“We are concerned primarily about the training of Shia extremists. We think there are about 50 members of the Iranian Revolutionary Guards,” Major-General Rick Lynch, commander of US forces south of Baghdad, told reporters.
Lynch said there had been an increase in “indirect fire attacks” on US forces in his area of command and that rocket attacks were becoming “more accurate and more effective”.
Washington has accused Shia Muslim Iran of fomenting violence in Iraq through its support for Shia militias, especially in southern Iraq.
The US military also accuses Iran of supplying deadly roadside bombs, the biggest killers of US troops in Iraq, to Iraqi militias and has displayed caches of weapons it says are from Iran.
Iran denies the charges and blames the 2003 US-led invasion for the sectarian violence between majority Shias and minority Sunni Arabs that has killed tens of thousands.
The US military believes the Revolutionary Guards’ Quds force is behind the shipping of weapons into Iraq, including armour-piercing “explosively formed penetrators”.
At a second round of landmark US-Iran talks on Iraqi security in July, US ambassador Ryan Crocker accused Iran of stepping up its support for militias in Iraq.
Crocker also warned Teheran that its Quds operatives would not be safe in Iraq.

--------

- **Work instruction 1**
From the report on Iran and Iraqi militias, set down the part that opens with the words containing "Lynch said there" and closes with "tens of thousands.".
- **Work instruction 2**
Summarize the report on Iran and Iraqi militias in two sentences.

- **Record set**

--------

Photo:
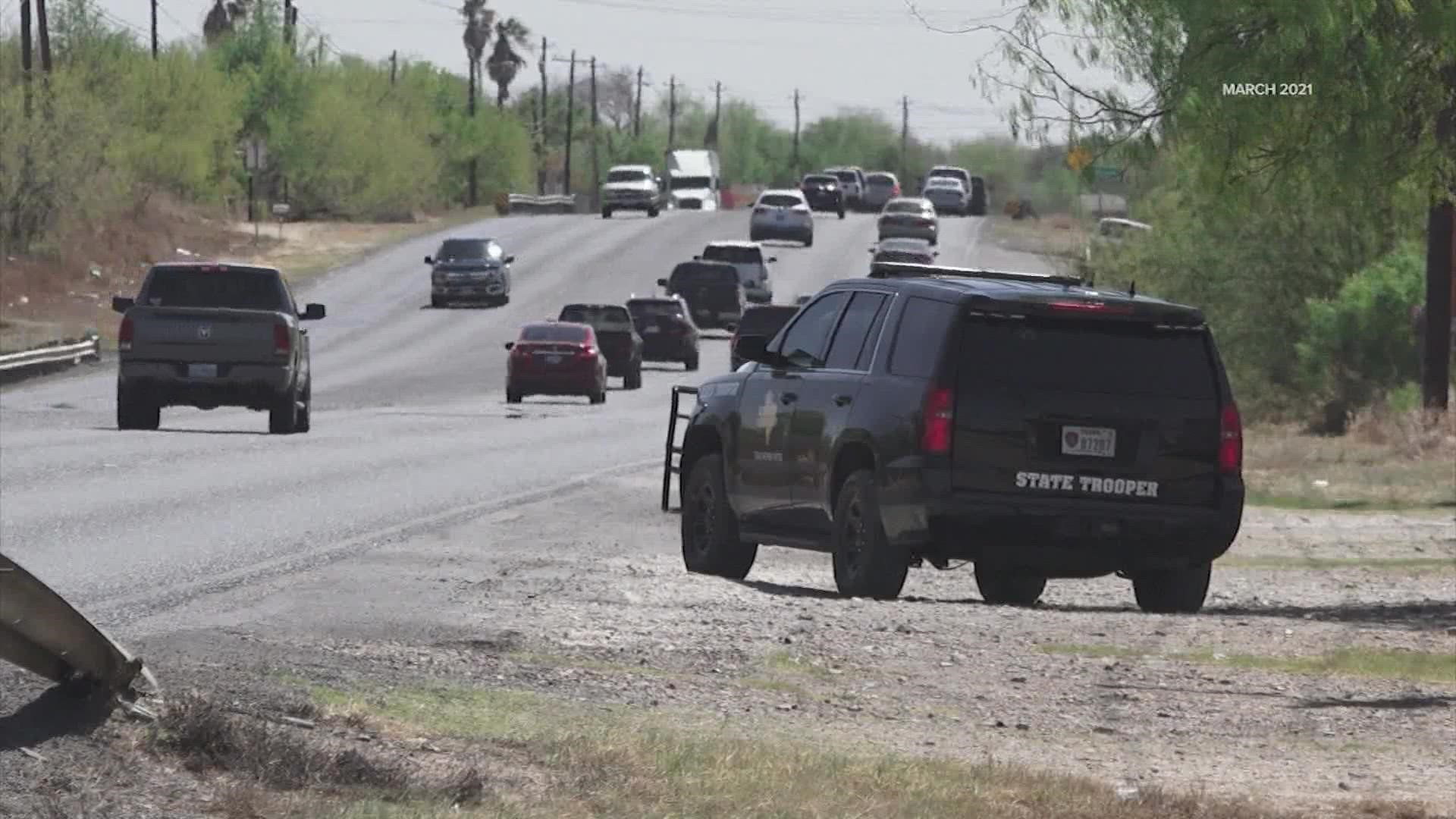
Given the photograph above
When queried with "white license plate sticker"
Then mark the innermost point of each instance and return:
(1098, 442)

--------

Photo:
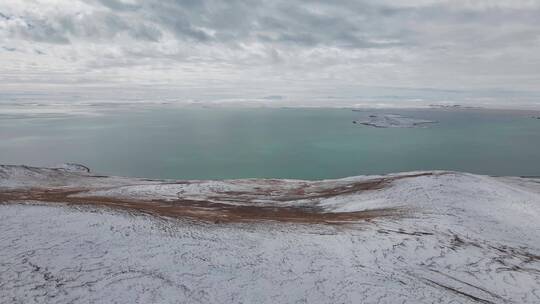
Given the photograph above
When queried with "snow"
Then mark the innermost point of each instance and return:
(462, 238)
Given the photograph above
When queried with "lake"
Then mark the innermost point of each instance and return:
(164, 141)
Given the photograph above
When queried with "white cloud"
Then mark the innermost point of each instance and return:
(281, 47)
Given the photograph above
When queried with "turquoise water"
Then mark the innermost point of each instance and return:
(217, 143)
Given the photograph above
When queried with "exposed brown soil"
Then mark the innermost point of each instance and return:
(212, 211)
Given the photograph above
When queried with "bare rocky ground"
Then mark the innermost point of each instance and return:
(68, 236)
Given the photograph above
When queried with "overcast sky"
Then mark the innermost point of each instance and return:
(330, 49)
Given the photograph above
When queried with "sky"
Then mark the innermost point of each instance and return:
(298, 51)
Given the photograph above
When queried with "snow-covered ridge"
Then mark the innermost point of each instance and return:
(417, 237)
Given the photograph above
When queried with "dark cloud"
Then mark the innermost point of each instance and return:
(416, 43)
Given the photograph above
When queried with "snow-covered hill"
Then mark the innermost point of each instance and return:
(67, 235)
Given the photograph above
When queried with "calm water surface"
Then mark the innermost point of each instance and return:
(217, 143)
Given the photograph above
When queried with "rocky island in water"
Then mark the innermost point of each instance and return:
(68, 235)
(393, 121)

--------

- **Task output 1**
Lynch said there had been an increase in “indirect fire attacks” on US forces in his area of command and that rocket attacks were becoming “more accurate and more effective”.
Washington has accused Shia Muslim Iran of fomenting violence in Iraq through its support for Shia militias, especially in southern Iraq.
The US military also accuses Iran of supplying deadly roadside bombs, the biggest killers of US troops in Iraq, to Iraqi militias and has displayed caches of weapons it says are from Iran.
Iran denies the charges and blames the 2003 US-led invasion for the sectarian violence between majority Shias and minority Sunni Arabs that has killed tens of thousands.

- **Task output 2**
Washington and the US military accuse Iran of fomenting violence in Iraq by training Shia extremists and supplying militias with weapons, including deadly roadside bombs, through the Revolutionary Guards' Quds force, while Major-General Rick Lynch reports that rocket attacks on US forces south of Baghdad are becoming more accurate and more effective. Iran denies the charges and blames the 2003 US-led invasion for the sectarian violence, and at US-Iran talks in July, US ambassador Ryan Crocker accused Iran of stepping up its support for militias and warned that its Quds operatives would not be safe in Iraq.